Stored dataset items:

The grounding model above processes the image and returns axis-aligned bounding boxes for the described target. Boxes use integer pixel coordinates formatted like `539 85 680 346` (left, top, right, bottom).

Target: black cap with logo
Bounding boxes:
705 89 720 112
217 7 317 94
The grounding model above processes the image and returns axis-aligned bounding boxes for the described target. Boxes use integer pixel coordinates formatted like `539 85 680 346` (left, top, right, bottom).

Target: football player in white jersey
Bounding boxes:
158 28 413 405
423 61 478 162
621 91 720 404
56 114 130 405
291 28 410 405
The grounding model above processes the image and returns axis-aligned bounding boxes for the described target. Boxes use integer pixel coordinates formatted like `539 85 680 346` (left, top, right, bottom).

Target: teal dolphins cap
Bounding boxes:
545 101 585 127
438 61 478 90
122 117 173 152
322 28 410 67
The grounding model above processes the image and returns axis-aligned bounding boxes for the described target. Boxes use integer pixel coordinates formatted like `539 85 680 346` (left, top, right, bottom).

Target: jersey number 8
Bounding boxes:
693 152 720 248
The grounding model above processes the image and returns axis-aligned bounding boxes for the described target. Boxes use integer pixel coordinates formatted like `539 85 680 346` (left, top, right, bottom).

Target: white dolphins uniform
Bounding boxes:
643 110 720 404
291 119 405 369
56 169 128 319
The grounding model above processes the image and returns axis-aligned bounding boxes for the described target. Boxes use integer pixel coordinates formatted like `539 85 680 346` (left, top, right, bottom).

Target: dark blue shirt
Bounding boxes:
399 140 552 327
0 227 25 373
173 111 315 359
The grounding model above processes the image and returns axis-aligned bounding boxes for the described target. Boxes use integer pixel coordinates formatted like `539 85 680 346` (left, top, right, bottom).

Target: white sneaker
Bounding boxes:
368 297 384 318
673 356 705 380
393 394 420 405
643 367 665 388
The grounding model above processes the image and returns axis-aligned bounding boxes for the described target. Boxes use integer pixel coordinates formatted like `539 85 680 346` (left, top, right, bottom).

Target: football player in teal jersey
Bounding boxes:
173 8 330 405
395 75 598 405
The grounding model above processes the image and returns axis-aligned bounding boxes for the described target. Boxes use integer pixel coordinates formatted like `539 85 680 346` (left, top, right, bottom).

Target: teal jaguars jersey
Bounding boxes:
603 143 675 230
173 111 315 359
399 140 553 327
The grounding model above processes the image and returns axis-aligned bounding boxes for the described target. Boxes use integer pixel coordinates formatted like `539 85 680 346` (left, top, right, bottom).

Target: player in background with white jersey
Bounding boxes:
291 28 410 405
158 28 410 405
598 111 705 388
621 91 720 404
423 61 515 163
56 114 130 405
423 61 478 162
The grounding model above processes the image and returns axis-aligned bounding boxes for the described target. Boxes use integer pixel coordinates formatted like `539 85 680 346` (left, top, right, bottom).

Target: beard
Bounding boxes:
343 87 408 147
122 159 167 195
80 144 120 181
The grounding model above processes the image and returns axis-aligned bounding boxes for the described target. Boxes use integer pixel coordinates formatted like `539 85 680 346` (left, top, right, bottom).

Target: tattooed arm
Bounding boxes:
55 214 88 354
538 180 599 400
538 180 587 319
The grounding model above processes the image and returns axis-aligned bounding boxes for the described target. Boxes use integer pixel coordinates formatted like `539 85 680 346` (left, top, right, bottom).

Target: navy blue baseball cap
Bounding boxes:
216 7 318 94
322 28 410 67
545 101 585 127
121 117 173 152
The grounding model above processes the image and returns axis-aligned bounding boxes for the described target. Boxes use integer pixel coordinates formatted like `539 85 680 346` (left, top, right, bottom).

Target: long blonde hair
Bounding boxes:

● **DO THIS**:
Output every line of the listing above without any changes.

● **SOLUTION BELOW**:
The grounding model above processes the image and returns axis-aligned bounding boxes for the described target. Boxes use integer pixel coordinates formatted like `539 85 680 346` (left, top, right, bottom).

Target: black cap with logo
Bounding boxes:
705 89 720 112
217 7 317 94
The grounding model above processes the image and returns axis-aligned bounding boxes for the described target. Boxes use integer pixel coordinates formatted like `539 85 680 346` (left, top, right, bottom).

Target: football player in white jersey
Bounding boxes:
158 28 413 405
423 61 478 162
621 91 720 404
56 114 130 405
291 28 410 405
The grounding model above processes the image and returns axis-aligned bounding boxes for the described target. Boxes use integer pixel coordinates formatted like `539 85 680 346` (left, top, right, bottom).

Target: teal dolphins cap
Bounding boxes:
545 101 585 127
438 61 478 90
122 117 173 152
322 28 410 67
The grounding model above processes the image and returns axis-aligned bounding boxes for the described target. Boxes use integer pixel coordinates formatted like `539 85 680 346` (left, top, right, bottom).

Target: jersey number 8
Bounding boxes:
693 152 720 248
The grounding model above processes the image and returns axis-aligned bounding boxes for the described target. Boxes use integer pixel coordinates formatted like `539 85 680 346` (left, top, right, bottom).

Target: white dolphins uniform
Bounding boxes:
643 110 720 404
291 119 405 369
56 169 128 319
The grounding model above processes the image and returns axis-aligned bounding boxes for the described target. Boxes use integer pixel coordinates formatted like `539 85 680 346` (left, top, right, bottom).

Target: dark blue shirt
Bounding boxes:
399 140 552 327
0 227 25 373
173 111 315 359
The grounding model above processes the image and returns axis-aligned bounding boxes for the described target. Boxes use integer pixel coordinates formatted like `539 85 680 346` (left, top, right, bottom).

Target: white sneaker
Bounding boxes:
368 297 384 318
673 356 705 380
393 394 420 405
643 367 665 388
The grounding model above processes the image and returns axis-aligned bounding boxes for the described target. Boxes use integer pixel coordinates formatted like `539 85 680 346` (left, top, right, bottom).

Target: football player in teal jersey
Bounding boxes:
173 8 330 405
395 75 598 405
The grounding model above processes the image and returns axis-aligned bounding boxes for the described target. Boxes use integer pixel coordinates formatted like `539 85 680 346` (left, top, right, bottom).

Target: teal jaguars jersey
Bounding boxes:
603 143 675 230
173 111 315 359
399 140 553 327
The grounding model above processes the image and returns axis-aligned bounding boxes for the described target. Boxes use integer pixel coordinates formatted like `539 85 680 346` (left, top, right, bottom).

Target: player in background with white jersey
Bounding boxes:
291 28 410 405
158 28 410 405
598 111 705 388
621 91 720 404
423 61 515 163
56 114 130 405
423 61 478 162
The grounding model above processes the image and returns axis-aligned bounding boxes for the described target. Boxes use integer pixel coordinates formatted like `539 85 680 346` (left, top, right, bottom).

Target: beard
Bounding boxes:
343 87 408 147
122 159 167 195
80 144 120 181
The grounding model above processes the image and returns axis-aligned bounding boxes for the described target. Boxes use integer pixel coordinates formatted like `539 85 680 346` (left, top, right, bottom).

Target: tattooed arm
Bounding boxes:
55 214 88 354
538 180 599 400
538 180 587 319
The grounding model above processes the image and returns axis-aligned bounding boxes for the described target. Boxes use integer pixel coordinates formatted like `539 85 680 346` (left, top, right, bottom).

Target: navy blue baseball cap
Bounding boxes:
216 7 318 94
322 28 410 67
545 101 585 127
121 117 173 152
The grounding model above processes the image and returns axis-aligned bounding boxes for the described target. Boxes use integer pixel coordinates formatted like `539 85 680 346` (left, top, right, bottom).

Target: long blonde hair
Bounding boxes:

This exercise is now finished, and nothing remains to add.